[Data lines]
┄┄┄┄┄┄

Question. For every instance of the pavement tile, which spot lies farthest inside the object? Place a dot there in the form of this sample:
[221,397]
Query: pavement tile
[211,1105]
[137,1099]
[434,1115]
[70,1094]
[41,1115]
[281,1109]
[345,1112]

┄┄┄┄┄┄

● WHAT YOU SHOULD DO: Can you transcribe every one of the rows above word for word?

● PROBLEM SOLUTION:
Question. For every instance of the pavement tile, which spot lies farthest inside the object? Place a dot there in the form of this sample:
[221,397]
Query: pavement tile
[211,1105]
[137,1099]
[434,1115]
[70,1094]
[41,1115]
[281,1109]
[345,1112]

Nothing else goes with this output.